[Items from a data source]
· · · · ·
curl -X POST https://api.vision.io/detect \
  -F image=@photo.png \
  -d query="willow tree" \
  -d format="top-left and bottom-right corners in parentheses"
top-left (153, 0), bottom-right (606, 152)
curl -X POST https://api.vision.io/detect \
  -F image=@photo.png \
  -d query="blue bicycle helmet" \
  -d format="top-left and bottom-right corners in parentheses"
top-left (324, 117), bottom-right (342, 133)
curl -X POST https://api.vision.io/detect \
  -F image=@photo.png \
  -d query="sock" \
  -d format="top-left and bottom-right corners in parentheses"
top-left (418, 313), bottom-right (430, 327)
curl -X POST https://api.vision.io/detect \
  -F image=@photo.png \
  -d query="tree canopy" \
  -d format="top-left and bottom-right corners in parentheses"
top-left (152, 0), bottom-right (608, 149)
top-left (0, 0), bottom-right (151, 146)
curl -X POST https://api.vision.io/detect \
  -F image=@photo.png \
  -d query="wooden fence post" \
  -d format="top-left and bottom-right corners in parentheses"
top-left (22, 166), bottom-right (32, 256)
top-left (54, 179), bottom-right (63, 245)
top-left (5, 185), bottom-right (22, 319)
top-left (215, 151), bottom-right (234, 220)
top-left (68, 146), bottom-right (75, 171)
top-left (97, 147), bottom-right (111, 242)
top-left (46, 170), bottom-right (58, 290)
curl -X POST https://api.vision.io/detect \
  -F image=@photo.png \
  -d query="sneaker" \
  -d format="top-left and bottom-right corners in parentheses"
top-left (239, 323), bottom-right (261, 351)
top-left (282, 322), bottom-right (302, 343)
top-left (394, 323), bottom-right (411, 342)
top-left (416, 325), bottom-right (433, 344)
· · · · ·
» What you need to do:
Rewrite the listing above, putting "frame.jpg" wherever "photo.png" appears and leaving every other character as it is.

» Final result:
curl -X POST https://api.vision.io/detect \
  -F image=@frame.jpg \
  -d query="willow tree" \
  -d format="top-left and bottom-right corners in parentheses"
top-left (153, 0), bottom-right (606, 152)
curl -X POST https://api.vision.io/detect \
  -F image=@frame.jpg \
  -d query="blue bicycle helmet" \
  -d format="top-left and bottom-right corners in parentheses"
top-left (324, 117), bottom-right (342, 133)
curl -X POST https://api.vision.io/detect \
  -F image=@frame.jpg \
  -d query="sock" \
  -d format="top-left and bottom-right corners in parentheses"
top-left (418, 313), bottom-right (430, 327)
curl -X POST https://api.vision.io/detect \
  -F image=@frame.jpg \
  -d query="tree canopy" \
  -d format="top-left and bottom-right corners in parentheses"
top-left (152, 0), bottom-right (608, 149)
top-left (0, 0), bottom-right (151, 146)
curl -X POST https://api.vision.io/detect \
  -F image=@frame.jpg \
  -d query="wooden fence post" \
  -d format="top-left and bottom-right corners in parentheses"
top-left (22, 166), bottom-right (32, 256)
top-left (54, 179), bottom-right (63, 245)
top-left (5, 185), bottom-right (22, 319)
top-left (215, 151), bottom-right (234, 220)
top-left (68, 146), bottom-right (75, 171)
top-left (97, 147), bottom-right (111, 242)
top-left (46, 170), bottom-right (58, 290)
curl -X POST https://api.vision.io/detect \
  -F image=@frame.jpg \
  -d query="sneaker" \
  -d format="top-left and bottom-right corners in parentheses"
top-left (239, 323), bottom-right (261, 351)
top-left (282, 322), bottom-right (302, 343)
top-left (394, 323), bottom-right (411, 342)
top-left (416, 325), bottom-right (433, 344)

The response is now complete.